_Task requirements_. Swap "a dot is dropped" for "a marker is placed" in every one of the entries below and change nothing else. Reproduce the result without the pictures.

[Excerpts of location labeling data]
▼
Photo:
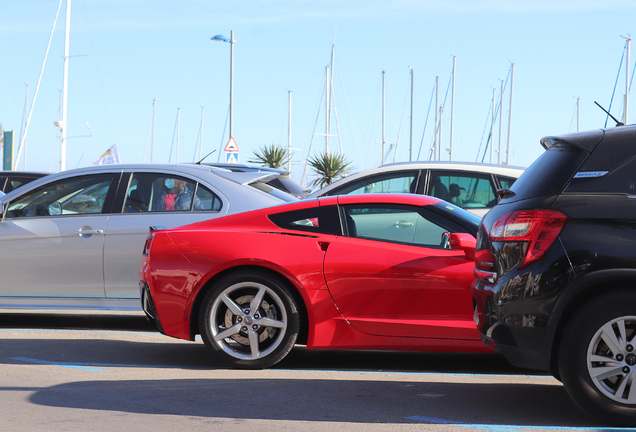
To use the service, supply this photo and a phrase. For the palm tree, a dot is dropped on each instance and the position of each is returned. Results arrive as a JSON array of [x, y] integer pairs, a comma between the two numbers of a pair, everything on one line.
[[272, 156], [329, 167]]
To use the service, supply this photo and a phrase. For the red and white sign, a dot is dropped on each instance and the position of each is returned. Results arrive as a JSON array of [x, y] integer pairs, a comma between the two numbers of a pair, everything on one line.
[[231, 145]]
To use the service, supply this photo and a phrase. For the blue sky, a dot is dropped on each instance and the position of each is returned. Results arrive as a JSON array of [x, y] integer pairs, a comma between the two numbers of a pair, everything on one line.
[[127, 53]]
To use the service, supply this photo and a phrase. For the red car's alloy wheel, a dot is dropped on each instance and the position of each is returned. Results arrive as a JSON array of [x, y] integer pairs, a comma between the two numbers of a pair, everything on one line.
[[249, 320]]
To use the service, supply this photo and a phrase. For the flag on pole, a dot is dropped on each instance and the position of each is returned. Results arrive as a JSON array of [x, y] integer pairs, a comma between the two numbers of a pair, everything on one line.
[[109, 156]]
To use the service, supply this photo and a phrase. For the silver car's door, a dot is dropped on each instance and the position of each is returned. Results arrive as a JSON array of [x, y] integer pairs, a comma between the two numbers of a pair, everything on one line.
[[52, 240], [151, 199]]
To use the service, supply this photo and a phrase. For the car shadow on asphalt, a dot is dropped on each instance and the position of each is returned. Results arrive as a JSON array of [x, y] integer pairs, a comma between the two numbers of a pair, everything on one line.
[[325, 400]]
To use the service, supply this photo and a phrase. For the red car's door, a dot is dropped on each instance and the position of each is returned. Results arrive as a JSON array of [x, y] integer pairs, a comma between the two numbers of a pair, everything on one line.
[[397, 289]]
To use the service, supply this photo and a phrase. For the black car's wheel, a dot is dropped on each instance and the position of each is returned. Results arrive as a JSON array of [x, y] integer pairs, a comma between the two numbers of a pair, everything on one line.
[[597, 358], [249, 320]]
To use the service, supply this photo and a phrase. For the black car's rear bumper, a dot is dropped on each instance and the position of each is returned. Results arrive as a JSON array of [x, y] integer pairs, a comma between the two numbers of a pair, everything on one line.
[[518, 336], [148, 305]]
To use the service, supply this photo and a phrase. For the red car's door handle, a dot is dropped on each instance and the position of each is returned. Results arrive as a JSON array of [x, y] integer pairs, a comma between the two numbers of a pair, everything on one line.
[[323, 245]]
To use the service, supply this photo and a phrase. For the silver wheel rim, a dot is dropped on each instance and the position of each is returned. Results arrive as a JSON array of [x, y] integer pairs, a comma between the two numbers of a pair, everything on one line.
[[611, 360], [248, 321]]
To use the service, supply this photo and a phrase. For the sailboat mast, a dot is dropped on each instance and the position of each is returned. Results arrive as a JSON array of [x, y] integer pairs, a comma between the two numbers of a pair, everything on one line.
[[327, 112], [383, 124], [152, 136], [450, 150], [201, 135], [512, 86], [435, 143], [65, 89], [411, 132], [500, 116], [629, 40], [492, 125], [178, 121], [289, 135]]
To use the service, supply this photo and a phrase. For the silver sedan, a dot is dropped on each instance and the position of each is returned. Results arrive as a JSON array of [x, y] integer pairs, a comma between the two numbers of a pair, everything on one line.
[[73, 240]]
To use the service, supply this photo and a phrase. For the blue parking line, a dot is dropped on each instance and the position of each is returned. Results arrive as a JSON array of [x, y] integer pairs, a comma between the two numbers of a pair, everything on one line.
[[93, 367], [417, 373], [513, 428], [82, 366]]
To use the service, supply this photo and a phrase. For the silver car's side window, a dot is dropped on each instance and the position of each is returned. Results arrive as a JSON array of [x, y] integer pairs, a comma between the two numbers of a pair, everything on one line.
[[159, 193], [465, 190], [73, 196], [401, 182], [397, 224]]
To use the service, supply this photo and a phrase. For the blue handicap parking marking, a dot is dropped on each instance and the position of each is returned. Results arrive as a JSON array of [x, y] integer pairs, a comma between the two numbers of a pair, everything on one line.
[[513, 428]]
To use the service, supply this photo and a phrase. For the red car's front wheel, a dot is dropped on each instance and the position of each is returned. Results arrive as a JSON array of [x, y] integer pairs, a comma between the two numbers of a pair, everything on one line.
[[249, 320]]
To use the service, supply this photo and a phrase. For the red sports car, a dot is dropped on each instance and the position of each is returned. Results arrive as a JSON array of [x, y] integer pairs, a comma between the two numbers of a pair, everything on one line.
[[377, 272]]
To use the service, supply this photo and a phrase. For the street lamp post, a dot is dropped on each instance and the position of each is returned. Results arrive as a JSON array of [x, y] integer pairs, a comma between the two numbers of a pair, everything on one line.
[[231, 42]]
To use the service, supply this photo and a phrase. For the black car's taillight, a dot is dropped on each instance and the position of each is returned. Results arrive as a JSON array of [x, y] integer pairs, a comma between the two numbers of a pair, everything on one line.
[[148, 243], [537, 228]]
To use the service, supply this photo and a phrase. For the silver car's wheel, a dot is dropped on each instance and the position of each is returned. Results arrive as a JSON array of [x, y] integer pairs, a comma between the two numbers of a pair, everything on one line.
[[611, 360], [249, 320], [597, 358]]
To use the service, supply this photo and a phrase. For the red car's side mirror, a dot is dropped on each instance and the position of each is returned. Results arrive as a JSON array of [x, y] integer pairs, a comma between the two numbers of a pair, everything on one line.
[[465, 242]]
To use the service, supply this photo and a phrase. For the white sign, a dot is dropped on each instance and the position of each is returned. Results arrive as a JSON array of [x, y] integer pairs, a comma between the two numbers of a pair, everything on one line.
[[231, 157], [231, 146]]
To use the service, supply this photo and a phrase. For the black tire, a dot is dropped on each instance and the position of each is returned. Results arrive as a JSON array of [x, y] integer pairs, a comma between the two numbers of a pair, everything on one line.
[[249, 320], [597, 358]]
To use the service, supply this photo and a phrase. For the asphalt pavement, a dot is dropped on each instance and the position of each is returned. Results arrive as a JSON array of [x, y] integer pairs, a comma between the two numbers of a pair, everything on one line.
[[102, 371]]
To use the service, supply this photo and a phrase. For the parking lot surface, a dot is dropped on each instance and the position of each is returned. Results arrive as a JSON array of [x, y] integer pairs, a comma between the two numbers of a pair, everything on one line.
[[102, 371]]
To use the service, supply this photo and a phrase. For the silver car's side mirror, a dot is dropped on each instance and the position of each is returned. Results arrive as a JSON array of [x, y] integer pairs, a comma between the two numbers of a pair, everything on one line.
[[55, 208], [5, 207]]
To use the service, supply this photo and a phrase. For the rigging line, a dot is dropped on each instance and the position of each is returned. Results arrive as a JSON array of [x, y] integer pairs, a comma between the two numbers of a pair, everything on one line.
[[227, 117], [335, 110], [37, 87], [482, 136], [406, 97], [426, 122], [573, 116], [498, 110], [196, 145], [616, 83], [174, 132], [347, 101], [313, 134], [148, 136], [24, 114]]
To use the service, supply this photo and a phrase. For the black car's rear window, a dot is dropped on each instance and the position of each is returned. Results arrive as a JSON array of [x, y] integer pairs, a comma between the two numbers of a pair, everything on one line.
[[549, 174]]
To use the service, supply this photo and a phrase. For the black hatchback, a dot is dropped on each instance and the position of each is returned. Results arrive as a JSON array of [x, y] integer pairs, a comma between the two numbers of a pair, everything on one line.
[[556, 270]]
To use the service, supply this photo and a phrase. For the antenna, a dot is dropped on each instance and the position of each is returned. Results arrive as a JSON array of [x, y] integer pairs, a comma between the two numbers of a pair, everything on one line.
[[607, 112], [204, 157]]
▲
_Task result_.
Photo:
To use the service, supply this photo and a phrase. For the palm tree, a marker is placed on each instance and the position of each is returned. Results arrive as a JSON array of [x, y] integer pairs, a comma between the two numbers of a pair, everything on one line.
[[272, 156], [329, 167]]
To use the service, supply this photo and a phrase. For the red and white sign, a marker is placed on each instance and the position of each is returned. Results arrive as a JSON array of [x, y] integer pairs, a comma between the two numbers of a pair, everything on one line.
[[231, 145]]
To use the service, supply this photo and a phrase. For the blue sky, a marker is placed on each instance and the position of each is returned. Results arrive as a JSON array of [x, y] integer pairs, a comma between the two numbers of a pair, everything on one line.
[[127, 53]]
To use the service, supply this photo and a phrase. For the red car's alloy wheel, a marker is placed on each instance and the position of each is returned. Results arrive as a JSON array of [x, y] integer pairs, a comma between the two numbers of a pair, everything on one line.
[[249, 320]]
To use the service, supply this photo and a phrase. For the flag on pole, a marker is placed on each instance and the position of each is returned. Results arrive as a JSON array of [x, y] integer pairs, a comma between the two numbers of a pair, everything on one line.
[[109, 156]]
To use the service, supply this photo and a phrase. For the silver car's door, a marker is placed on each instance and the position of each is returned. Results arrive as a JSON array of [x, y] integer pairs, a comma between the two numbers of a pair, everything on one line.
[[52, 240], [151, 199]]
To use the service, supply this photo and a phrase. For the car shadow on asphalt, a marker is placed on each instance and the position of each is returned. Results arrive as a JSON array of [x, y] integer pairs, a comma between the two numbers of a pair, everything on one line.
[[325, 400]]
To use the service, supply this photo and a phrase. For the red car's door, a marker is placed on each instance and the position of each is returned. Results arrive as a JSON array of [x, y] integer pairs, a comma between the two numbers of a pair, everything on one line.
[[397, 289]]
To use the service, supply this photo and a phrase. For the black car's wheel, a marker is placed on each instance and the position of each is returned. Results arrive as a JSON array of [x, y] integer pairs, a comma between the two numbers of a pair, everything on one line.
[[597, 358], [249, 320]]
To use the service, supply this photo and a phrase. For the black car's rear bumper, a marker is placed on each instance and the position of each is returned. Results arrive as a JSON array of [x, y] integer pairs, a comma between the two numbers of a pair, everything on one line.
[[518, 336], [148, 305]]
To use the service, supply this photo and a phrase. For the red car's door handle, a marker is placed on each instance and the position of each is returned. Results arrive as a JSON array of [x, y] integer pairs, a comma between the two numbers of a pair, everything on one line.
[[323, 245]]
To use the service, supply this photo and a phrase. For the silver wheel rim, a marker is placed on each instance and the position of each is returned. Results arrive as a JSON array of [x, y] integer pairs, a comma between the two numbers of a pair, everything on one line.
[[611, 360], [248, 321]]
To use the service, supply this photo and a phrase. For the sailboat mast, a marker is placed on each instance and the position of each is returned. Results arrive as a JSON array of [x, y] integer pairs, a comma between the two numbers of a pair, everything on one line.
[[327, 112], [383, 124], [152, 136], [450, 150], [201, 135], [512, 86], [435, 143], [65, 89], [411, 132], [500, 116], [629, 40], [492, 125], [178, 121], [289, 135]]
To use the service, supply this photo and a phrase. For the silver sedan, a marker is placed on each instance and the position of each is returned. Results arrive as a JSON array of [x, y] integer pairs, a comma between the two numbers of a pair, everything on one line.
[[73, 240]]
To use the service, supply this photo and a phrase. For the blue parking line, a marker is placed on each instance and the position of each is returned. Results arrive as a JSON array of [x, y] integer pairs, a comma between the two numbers of a pair, everything on one line.
[[93, 367], [417, 373], [513, 428], [82, 366]]
To use the service, supply this photo and a phrase. For the silver car's side window, a marker is placed on each instance and the position of each is returned. Results arrive as a JSON array of [x, y] integer pairs, a comma between the two numbers of a pair, everything on one line.
[[159, 193], [465, 190], [73, 196], [401, 182], [397, 224]]
To use the service, supply this photo and a phrase. For the blue handicap parking marking, a marker is placed on each instance and the position of each is returned. Results arrive as a JSON array of [x, y] integer pairs, a comma between the two numbers of a pair, everything on one line.
[[513, 428]]
To use the service, supply this photo and a phrase. For the red car's front wheel, a marker is placed on each instance and the position of each is returned. Results arrive as a JSON array of [x, y] integer pairs, a comma between the two numbers of a pair, everything on one line.
[[249, 320]]
To use the service, supply this photo and a phrase. For the red sports car, a marker is placed on each instance and the position of each is returned. Results arrive as a JSON array of [x, y] integer pairs, a comma between the two numbers of a pair, everything on one line.
[[377, 272]]
To use the service, supply this photo and a phrase. For the street lamp post, a marker is placed on each instance and the position of each is returned. Results arrive as a JSON array of [x, y] integer pairs, a comma between the two numbers of a pair, everything on one line.
[[231, 42]]
To use the service, supply this photo and a phrase. For the black car's taillight, a marker is placed on each instance and the position of each is returned. Results arrive as a JSON array of [x, y] integer pairs, a comma between the two numbers of a pair, everything on one line.
[[148, 243], [537, 228]]
To use the service, supply this photo and a phrase. For the silver car's wheel, a marker is placed on each instance and the position of each is returned. Results arrive as a JSON array of [x, y] integer pairs, a comma between the two numbers of a pair, everything on one line.
[[611, 360], [249, 320], [597, 358]]
To use the service, supply this photo and a phrase. For the red car's side mirror, a marker is placed on each instance and the position of each is returned. Results arrive as a JSON array of [x, y] integer pairs, a comma between the two numbers of a pair, everything on one line.
[[465, 242]]
To use the service, supply this photo and a phrase. For the white sign, a marker is placed on each instance and the position of each is returned. Results arrive as a JSON array of [x, y] integer pairs, a comma between the two numbers of a pair, everything on one line.
[[231, 157], [231, 146]]
To use the service, supply this photo and a phrase. For the black tire, a marker is placed on each instance and the position of each is returned. Results arrive as a JSON array of [x, y] integer pairs, a comma between the two numbers of a pair, everything on one line.
[[249, 320], [597, 358]]
To use the service, supply this photo and a phrase. For the asphalt pavement, a marker is placed on each instance and the position of each is returned. Results arrive as a JSON array of [x, y] integer pairs, a comma between the two numbers of a pair, everything on one line.
[[102, 371]]
To use the service, supply this photo and a phrase. For the parking lot surface, a marker is placed on each instance and the position of each is returned. Results arrive as a JSON array of [x, y] integer pairs, a comma between the two numbers of a pair, everything on one line.
[[102, 371]]
To use the service, supply this photo and a phrase. For the silver car's side mirror, a marker is placed on each instance and the position of each is returned. Results arrive as a JSON array of [x, y] integer pairs, a comma between the two numbers of a pair, everything on one line.
[[55, 208], [5, 207]]
To use the service, supply this photo and a phrase. For the rigging line, a marker is placed on each instance and the position of each is returned. Results arrive as a JSON array of [x, y] integer pairs, a comma between the two numbers of a pair, everything on one line.
[[227, 117], [335, 110], [37, 87], [482, 136], [406, 97], [426, 122], [573, 116], [498, 110], [196, 145], [616, 83], [174, 132], [347, 101], [313, 134], [148, 136], [24, 114]]
To use the service, supply this photo and a phrase. For the black car's rear window, a marker is placed on each instance and the position of each is returned. Results arrive as a JSON array of [x, y] integer pairs, a comma between the two numbers of a pair, everything on one line.
[[549, 174]]
To use the service, supply this photo and a phrase. For the black hatchback, a marker is placed on each instance and the position of each is returned. Results arrive as a JSON array of [x, y] integer pairs, a comma between the two numbers of a pair, everything on one line.
[[556, 270]]
To use the service, supply this photo and a phrase. For the antenna, a marker is placed on each instance and the position of each is returned. Results arrive as a JSON array of [x, y] integer pairs, a comma between the two numbers of a pair, everything on one line.
[[607, 112], [204, 157]]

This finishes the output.